Activity - All lines in the data below carrying the string "blonde" are to be located and copied.

Input data -
-- -- --

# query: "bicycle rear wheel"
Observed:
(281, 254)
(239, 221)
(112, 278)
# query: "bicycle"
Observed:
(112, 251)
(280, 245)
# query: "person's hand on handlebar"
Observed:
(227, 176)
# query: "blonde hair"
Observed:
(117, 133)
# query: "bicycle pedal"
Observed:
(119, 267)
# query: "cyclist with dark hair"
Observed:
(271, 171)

-- -- --

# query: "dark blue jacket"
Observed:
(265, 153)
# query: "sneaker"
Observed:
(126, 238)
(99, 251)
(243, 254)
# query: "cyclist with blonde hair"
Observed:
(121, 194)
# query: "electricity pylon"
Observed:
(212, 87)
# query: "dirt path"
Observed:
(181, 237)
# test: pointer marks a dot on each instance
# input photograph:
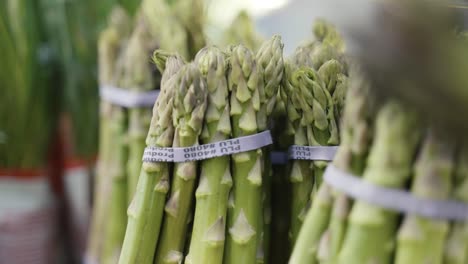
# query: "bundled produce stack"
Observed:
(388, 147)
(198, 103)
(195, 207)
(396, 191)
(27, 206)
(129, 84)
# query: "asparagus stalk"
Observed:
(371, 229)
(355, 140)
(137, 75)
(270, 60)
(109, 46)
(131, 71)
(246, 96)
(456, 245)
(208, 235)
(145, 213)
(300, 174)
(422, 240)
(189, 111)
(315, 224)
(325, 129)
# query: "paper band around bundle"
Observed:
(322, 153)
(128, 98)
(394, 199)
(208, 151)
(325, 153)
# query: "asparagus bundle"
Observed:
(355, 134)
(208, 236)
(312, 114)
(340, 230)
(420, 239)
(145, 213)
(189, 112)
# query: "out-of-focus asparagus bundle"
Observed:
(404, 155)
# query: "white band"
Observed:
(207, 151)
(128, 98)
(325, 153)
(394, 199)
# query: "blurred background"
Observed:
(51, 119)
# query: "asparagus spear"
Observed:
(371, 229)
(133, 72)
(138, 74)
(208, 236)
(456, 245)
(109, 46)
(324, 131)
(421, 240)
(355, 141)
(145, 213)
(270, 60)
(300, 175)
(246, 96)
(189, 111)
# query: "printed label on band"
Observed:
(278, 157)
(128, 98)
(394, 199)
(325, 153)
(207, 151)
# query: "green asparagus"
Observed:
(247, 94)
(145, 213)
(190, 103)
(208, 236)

-- -- --

Result below -
# query: "blonde hair"
# query: "cyclist with blonde hair"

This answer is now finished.